Could you write the entries out again, exactly as they are?

Data entries:
□ □ □ □ □

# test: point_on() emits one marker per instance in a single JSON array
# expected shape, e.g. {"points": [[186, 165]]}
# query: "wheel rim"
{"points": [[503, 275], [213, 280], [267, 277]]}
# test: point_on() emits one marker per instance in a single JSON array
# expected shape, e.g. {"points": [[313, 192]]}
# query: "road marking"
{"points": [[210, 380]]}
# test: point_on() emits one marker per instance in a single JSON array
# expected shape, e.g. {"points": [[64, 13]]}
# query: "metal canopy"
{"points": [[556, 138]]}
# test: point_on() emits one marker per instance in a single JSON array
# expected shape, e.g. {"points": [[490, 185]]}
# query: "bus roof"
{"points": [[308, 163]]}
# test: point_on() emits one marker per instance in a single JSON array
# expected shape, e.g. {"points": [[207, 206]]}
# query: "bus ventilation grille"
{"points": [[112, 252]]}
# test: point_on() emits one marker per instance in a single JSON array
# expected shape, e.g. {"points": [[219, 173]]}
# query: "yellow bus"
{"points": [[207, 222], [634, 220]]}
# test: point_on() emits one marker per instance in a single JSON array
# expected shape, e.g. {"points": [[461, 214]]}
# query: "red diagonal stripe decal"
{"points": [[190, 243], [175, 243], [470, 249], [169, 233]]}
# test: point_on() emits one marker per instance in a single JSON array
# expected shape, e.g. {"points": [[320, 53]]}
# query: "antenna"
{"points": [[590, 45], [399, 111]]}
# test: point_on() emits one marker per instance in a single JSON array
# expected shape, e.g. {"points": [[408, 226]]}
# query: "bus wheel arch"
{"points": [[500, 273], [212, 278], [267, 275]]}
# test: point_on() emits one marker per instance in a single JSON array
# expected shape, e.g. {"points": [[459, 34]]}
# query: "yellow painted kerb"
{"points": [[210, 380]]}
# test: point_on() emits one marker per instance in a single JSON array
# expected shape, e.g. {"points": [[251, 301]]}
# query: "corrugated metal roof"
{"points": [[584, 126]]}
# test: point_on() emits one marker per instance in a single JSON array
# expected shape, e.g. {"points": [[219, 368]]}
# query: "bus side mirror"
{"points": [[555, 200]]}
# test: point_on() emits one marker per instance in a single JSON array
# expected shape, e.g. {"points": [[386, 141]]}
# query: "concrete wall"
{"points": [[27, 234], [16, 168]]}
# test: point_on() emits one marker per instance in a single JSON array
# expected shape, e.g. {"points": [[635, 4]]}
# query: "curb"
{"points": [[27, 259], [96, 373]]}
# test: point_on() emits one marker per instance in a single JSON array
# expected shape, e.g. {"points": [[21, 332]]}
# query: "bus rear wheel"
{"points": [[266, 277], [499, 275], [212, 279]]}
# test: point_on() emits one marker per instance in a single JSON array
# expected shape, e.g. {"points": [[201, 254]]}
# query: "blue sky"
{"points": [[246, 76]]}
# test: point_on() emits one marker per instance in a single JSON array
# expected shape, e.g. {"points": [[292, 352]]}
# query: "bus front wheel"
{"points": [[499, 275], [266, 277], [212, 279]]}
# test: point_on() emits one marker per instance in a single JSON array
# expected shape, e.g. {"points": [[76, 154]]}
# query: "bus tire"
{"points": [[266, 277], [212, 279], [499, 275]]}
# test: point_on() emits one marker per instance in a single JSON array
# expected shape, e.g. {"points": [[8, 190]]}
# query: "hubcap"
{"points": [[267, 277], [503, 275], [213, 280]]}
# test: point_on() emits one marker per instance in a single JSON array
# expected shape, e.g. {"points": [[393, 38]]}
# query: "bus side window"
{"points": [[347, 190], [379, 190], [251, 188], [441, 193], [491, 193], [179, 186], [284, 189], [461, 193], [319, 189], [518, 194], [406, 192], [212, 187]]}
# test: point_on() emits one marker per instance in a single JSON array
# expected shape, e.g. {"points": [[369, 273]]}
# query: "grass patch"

□ □ □ □ □

Solution to the problem:
# test: point_on() emits one marker per instance in a single JSON array
# expected shape, e.g. {"points": [[186, 165]]}
# query: "wheel rim"
{"points": [[503, 275], [213, 280], [267, 277]]}
# test: point_on() emits one marker per instance in a single JSON array
# expected shape, e.g. {"points": [[313, 192]]}
# query: "road marking"
{"points": [[210, 380]]}
# test: point_on() emits one marker per instance in a single JSON array
# expected shape, e.g. {"points": [[64, 13]]}
# query: "metal canopy"
{"points": [[556, 138]]}
# test: point_on() emits one marker per instance in a single JSON array
# expected shape, e.g. {"points": [[490, 185]]}
# query: "bus roof"
{"points": [[308, 163]]}
# test: point_on() emits one marker per instance in a single JSON array
# expected shape, e.g. {"points": [[207, 206]]}
# query: "bus ventilation grille"
{"points": [[112, 252]]}
# test: point_on() emits one marker per instance in a single JSON array
# expected shape, e.g. {"points": [[219, 173]]}
# query: "yellow bus"
{"points": [[207, 222], [634, 220]]}
# test: point_on() emits one marker per instance in a single JSON array
# expected shape, e.g. {"points": [[461, 214]]}
# query: "red diagonal stripe decal"
{"points": [[190, 243], [175, 243], [470, 249], [169, 233]]}
# test: point_on() emits one marker per instance in a single JSON array
# expected shape, e.g. {"points": [[320, 53]]}
# query: "antenna"
{"points": [[590, 45], [399, 111]]}
# test: point_on() emits one marker per instance in a single JSON array
# expected shape, e.g. {"points": [[408, 226]]}
# query: "bus wheel arch"
{"points": [[500, 273], [212, 278], [267, 275]]}
# test: point_on() emits one marker per instance in a single JSON array
# expected shape, e.g. {"points": [[459, 34]]}
# query: "yellow painted kerb"
{"points": [[210, 380]]}
# test: point_on() emits one marker per instance in a single JSON array
# expected shape, e.g. {"points": [[251, 301]]}
# query: "corrugated metal roof"
{"points": [[584, 126]]}
# test: point_on() emits one marker per instance in a single JSON array
# expected shape, e.g. {"points": [[219, 368]]}
# query: "bus side mirror"
{"points": [[555, 200]]}
# test: point_on() emits one marker per instance in a single JSON array
# expected shape, e.g. {"points": [[386, 141]]}
# query: "concrete wall"
{"points": [[27, 234], [16, 168]]}
# test: point_on() emits one marker per instance in a single JSON array
# expected shape, e.g. {"points": [[635, 4]]}
# query: "curb"
{"points": [[27, 259], [96, 373]]}
# test: point_on() emits one marker per instance in a single JSON array
# expected shape, e.g. {"points": [[21, 332]]}
# query: "bus rear wheel"
{"points": [[266, 277], [499, 275], [212, 279]]}
# test: point_on() emits one marker per instance in a single JSON array
# expected shape, e.g. {"points": [[201, 254]]}
# query: "blue sky"
{"points": [[246, 76]]}
# test: point_on() emits one marker per instance in a single JSON array
# expected shape, e.g. {"points": [[292, 352]]}
# query: "bus front wheel"
{"points": [[499, 275], [266, 277], [212, 279]]}
# test: point_on() emits one marker per instance in a single JSON array
# expected shape, e.g. {"points": [[76, 154]]}
# query: "bus tire"
{"points": [[266, 277], [212, 279], [499, 275]]}
# test: point_on() emits one marker per instance in a single JSON array
# expected shape, e.g. {"points": [[8, 190]]}
# query: "hubcap"
{"points": [[267, 277], [503, 275], [213, 280]]}
# test: point_on() emits one marker per instance in a single JSON array
# expected shape, e.g. {"points": [[393, 38]]}
# query: "bus side window"
{"points": [[347, 190], [379, 190], [251, 188], [441, 193], [491, 193], [179, 186], [284, 189], [461, 193], [319, 189], [518, 194], [406, 192], [212, 187]]}
# test: point_on() emits one marker per instance in a single JSON array
# expected shape, e.g. {"points": [[369, 273]]}
# query: "grass patch"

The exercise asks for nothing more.